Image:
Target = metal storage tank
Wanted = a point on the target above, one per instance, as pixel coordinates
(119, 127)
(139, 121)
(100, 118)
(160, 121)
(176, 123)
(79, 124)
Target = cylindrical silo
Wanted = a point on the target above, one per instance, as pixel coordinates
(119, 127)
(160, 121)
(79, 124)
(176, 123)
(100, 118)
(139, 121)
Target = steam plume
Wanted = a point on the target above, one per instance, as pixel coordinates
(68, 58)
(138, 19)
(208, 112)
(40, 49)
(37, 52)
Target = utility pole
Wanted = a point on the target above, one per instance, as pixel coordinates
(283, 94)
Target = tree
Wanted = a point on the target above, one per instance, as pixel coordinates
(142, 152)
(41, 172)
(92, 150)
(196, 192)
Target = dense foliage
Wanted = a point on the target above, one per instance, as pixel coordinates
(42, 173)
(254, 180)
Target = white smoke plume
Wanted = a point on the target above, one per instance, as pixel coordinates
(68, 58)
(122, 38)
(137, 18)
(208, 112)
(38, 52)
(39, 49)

**Task:** Copy every one of the records above word for word, keeping each line as it stands.

**Answer to the problem:**
Image:
Target = metal storage tank
Wanted = a point on the target above, one per instance, as pixel coordinates
(119, 127)
(139, 121)
(100, 118)
(160, 121)
(176, 123)
(79, 124)
Target = cylindrical silo
Wanted = a point on the target above, one per instance, as pixel coordinates
(119, 127)
(160, 121)
(79, 124)
(176, 123)
(100, 118)
(139, 121)
Target = steam plume
Wanted = a point on the target above, one per instance, as pixel coordinates
(68, 58)
(138, 19)
(208, 112)
(40, 49)
(37, 52)
Target = utility pole
Wanted = a point on the target above, one per instance, as pixel coordinates
(283, 94)
Target = tree
Wanted = a point on the target above, one per instance, as pixel coordinates
(142, 152)
(41, 172)
(92, 150)
(196, 192)
Target = dense foliage
Wanted = a point on the target above, one per instance, as pixel coordinates
(42, 173)
(254, 180)
Target = white smoke plume
Wanted = a point on the target above, one per instance, as pixel coordinates
(68, 58)
(122, 38)
(137, 18)
(208, 112)
(38, 52)
(39, 49)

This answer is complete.